W. Marvin Watson gestures in the White House after being named postmaster general in 1968. (Henry Burroughs/AP)
W. Marvin Watson Jr., a Texas businessman who became one of President Lyndon B. Johnson’s most loyal confidants, served as his chief of staff in all but name and held the Cabinet position of postmaster general, died Nov. 26 at his home in the Woodlands, Tex., near Houston. He was 93.
The cause was not immediately known, said a son, Lee Watson.
Mr. Watson recalled being drawn to Johnson’s imposing personality from the moment they met in 1948, when the future president was campaigning for a U.S. Senate seat.
It was in Waco, Tex., Mr. Watson recalled, and Johnson made an indelible impression by circling the city by helicopter — a novelty at the time — then tossing out his Stetson hat for the watchful crowd to race after. Mr. Watson, a World War II veteran studying business at Baylor University in Waco, was among the horde.
"He radiated enormous energy, more so than I have observed in any other person before or since," Mr. Watson said in his 2004 memoir, "Chief of Staff," written with another former Johnson aide, Sherwin Markman.

Mr. Watson and his wife in 1968, leaving a Catholic church near the LBJ Ranch with President Lyndon B. Johnson and his daughter Luci. (AP)
The strong connection was mutual. Johnson once called Mr. Watson “the most efficient man I have ever known” and described him as being “as wise as my father, gentle as my mother and loyal to my side as Lady Bird.”
Johnson rose to Senate majority leader in the 1950s, was tapped as John F. Kennedy’s running mate in 1960 and became president after Kennedy’s assassination in November 1963. Meanwhile, Mr. Watson became executive assistant to the president of the Lone Star Steel Co. in Dallas and a behind-the-scenes force in Texas Democratic politics.
Mr. Watson was little known outside Texas when Johnson invited him to join the White House staff in January 1965, months after the president's first chief of staff, Walter Jenkins, resigned after being arrested during a sexual encounter with another man.
Mr. Watson was a Southern Baptist deacon who neither drank nor danced, as Time magazine reported, and “invariably wears a vest and a buttoned-up air of rectitude.” Unlike other Washington operators on the move, he deflected press attention, telling a New York Times reporter that he had “very little power of decision. I try to remember that that’s a fact.”
Despite his modest title of appointments secretary, he became a quiet power broker in his own right, wielding enormous influence over the president’s schedule, daily briefings, and political and judicial appointments. Occupying the office closest to the president’s, Mr. Watson often worked 18-hour days and was Johnson’s liaison to the FBI and to Democratic operatives throughout the country and on Capitol Hill. He was described by the Times as “one of the least known but most important men in Washington.”

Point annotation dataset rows
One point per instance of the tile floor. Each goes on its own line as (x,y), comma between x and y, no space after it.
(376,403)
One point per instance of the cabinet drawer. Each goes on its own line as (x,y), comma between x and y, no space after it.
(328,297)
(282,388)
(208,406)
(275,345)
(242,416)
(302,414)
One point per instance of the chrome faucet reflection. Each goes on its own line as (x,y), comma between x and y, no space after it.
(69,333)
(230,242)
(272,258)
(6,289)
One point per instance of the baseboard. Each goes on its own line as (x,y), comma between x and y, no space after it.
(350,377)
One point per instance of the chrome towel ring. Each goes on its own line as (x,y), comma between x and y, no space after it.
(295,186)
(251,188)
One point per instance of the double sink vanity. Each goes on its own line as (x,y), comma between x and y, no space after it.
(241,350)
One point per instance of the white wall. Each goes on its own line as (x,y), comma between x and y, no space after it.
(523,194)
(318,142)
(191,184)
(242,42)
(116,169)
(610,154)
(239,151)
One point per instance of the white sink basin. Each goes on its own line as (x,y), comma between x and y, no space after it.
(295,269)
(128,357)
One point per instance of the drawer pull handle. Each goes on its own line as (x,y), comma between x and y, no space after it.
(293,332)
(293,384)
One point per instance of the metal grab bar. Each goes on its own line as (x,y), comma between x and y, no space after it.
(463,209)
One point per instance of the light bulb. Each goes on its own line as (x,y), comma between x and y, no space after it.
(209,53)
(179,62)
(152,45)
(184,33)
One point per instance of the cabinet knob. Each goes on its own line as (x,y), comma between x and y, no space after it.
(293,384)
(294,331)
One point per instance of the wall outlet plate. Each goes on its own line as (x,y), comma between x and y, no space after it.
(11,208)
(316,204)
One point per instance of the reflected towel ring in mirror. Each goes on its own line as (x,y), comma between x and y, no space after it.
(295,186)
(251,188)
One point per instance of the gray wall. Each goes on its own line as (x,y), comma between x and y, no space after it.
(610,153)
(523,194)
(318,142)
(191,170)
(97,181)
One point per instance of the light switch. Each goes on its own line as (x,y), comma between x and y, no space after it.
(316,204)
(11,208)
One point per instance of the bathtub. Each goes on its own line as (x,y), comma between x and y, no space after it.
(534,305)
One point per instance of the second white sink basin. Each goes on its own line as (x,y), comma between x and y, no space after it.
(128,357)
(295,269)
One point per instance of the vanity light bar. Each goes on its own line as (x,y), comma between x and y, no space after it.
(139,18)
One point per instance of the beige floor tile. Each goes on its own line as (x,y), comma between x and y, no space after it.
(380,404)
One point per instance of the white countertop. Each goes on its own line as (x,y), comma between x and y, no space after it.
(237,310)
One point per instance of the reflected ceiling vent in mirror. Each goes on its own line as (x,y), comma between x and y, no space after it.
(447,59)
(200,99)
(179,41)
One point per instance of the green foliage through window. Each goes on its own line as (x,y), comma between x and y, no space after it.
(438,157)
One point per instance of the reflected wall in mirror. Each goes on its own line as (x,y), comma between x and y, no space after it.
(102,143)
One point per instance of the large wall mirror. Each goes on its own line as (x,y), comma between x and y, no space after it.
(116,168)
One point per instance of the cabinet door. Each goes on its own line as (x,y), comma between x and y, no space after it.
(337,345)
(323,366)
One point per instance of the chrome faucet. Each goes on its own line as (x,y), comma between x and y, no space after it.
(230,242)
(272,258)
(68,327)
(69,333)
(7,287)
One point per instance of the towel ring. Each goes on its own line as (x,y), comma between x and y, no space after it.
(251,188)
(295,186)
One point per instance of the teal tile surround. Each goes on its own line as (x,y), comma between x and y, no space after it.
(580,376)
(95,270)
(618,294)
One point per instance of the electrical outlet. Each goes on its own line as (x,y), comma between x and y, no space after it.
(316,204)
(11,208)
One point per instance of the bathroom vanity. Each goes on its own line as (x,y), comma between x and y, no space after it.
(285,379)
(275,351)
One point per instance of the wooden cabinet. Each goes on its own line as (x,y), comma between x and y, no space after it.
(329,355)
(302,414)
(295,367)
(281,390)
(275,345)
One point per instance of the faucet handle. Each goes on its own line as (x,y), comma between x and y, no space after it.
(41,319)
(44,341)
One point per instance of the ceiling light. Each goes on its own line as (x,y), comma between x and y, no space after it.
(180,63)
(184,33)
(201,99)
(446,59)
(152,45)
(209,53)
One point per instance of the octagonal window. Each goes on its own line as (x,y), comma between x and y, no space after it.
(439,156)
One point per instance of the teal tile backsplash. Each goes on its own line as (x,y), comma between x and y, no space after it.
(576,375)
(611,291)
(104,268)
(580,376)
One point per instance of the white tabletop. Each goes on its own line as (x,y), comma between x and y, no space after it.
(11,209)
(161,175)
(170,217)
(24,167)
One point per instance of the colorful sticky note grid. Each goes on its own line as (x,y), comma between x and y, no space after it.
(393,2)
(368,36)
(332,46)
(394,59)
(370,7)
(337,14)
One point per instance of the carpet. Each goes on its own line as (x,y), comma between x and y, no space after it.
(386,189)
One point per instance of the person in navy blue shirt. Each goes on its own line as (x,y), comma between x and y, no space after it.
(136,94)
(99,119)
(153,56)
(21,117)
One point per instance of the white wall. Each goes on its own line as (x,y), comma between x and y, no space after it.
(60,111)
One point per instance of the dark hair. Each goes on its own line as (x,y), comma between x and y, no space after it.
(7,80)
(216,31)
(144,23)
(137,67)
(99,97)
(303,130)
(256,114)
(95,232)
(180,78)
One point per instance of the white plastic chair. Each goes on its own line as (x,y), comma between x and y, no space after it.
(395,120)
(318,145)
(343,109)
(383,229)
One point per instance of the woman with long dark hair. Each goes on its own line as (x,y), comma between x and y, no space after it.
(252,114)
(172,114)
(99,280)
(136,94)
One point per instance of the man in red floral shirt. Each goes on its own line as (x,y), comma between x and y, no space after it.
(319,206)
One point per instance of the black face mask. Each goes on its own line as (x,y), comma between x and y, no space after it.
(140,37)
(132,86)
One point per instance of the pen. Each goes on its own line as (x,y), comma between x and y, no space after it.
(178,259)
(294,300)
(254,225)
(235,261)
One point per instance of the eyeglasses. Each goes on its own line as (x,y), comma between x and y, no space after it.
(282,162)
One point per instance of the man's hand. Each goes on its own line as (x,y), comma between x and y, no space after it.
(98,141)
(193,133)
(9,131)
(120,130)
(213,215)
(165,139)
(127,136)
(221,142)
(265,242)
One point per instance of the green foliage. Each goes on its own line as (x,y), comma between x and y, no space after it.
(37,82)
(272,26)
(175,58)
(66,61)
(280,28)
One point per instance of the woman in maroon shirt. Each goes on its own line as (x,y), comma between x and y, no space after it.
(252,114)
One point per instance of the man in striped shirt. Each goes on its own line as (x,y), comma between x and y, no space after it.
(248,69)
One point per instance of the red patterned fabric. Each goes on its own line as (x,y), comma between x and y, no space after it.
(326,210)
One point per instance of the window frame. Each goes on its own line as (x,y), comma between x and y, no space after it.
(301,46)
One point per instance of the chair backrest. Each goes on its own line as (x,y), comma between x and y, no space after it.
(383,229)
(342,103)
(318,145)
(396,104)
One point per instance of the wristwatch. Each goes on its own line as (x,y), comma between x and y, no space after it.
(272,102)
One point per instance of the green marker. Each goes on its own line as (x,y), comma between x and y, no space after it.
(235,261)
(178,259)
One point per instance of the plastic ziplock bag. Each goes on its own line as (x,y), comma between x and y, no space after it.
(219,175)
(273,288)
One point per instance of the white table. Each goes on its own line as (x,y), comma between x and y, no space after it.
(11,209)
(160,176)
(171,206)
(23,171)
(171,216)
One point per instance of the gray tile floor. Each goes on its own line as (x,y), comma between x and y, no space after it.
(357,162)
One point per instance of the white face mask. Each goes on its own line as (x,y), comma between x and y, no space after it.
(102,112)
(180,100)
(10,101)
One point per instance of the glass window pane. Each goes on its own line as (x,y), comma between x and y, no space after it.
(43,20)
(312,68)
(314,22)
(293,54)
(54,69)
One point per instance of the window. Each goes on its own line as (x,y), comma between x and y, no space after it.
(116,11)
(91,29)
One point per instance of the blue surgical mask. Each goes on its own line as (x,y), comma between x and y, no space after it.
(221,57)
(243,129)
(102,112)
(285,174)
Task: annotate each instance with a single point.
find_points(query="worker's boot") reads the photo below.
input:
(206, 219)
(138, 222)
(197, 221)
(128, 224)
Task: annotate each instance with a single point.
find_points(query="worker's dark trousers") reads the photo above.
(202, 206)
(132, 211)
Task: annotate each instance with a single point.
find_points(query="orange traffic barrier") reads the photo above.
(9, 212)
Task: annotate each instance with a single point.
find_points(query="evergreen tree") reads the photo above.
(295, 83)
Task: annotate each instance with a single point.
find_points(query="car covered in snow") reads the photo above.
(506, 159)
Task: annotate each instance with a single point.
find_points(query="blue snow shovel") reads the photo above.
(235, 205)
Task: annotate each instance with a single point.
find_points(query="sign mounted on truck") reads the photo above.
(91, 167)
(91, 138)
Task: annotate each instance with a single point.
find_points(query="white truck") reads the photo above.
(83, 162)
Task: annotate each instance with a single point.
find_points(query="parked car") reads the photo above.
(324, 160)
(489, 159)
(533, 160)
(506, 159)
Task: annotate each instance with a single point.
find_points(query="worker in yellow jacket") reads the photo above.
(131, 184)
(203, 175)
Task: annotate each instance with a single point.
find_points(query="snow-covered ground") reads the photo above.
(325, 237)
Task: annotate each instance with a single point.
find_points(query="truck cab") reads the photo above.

Stated goal
Rewrite the stretch of the Watson obituary from "Mr. Watson was little" through "with another man.", replacing "resigned" with "stepped down".

Answer to the exercise
Mr. Watson was little known outside Texas when Johnson invited him to join the White House staff in January 1965, months after the president's first chief of staff, Walter Jenkins, stepped down after being arrested during a sexual encounter with another man.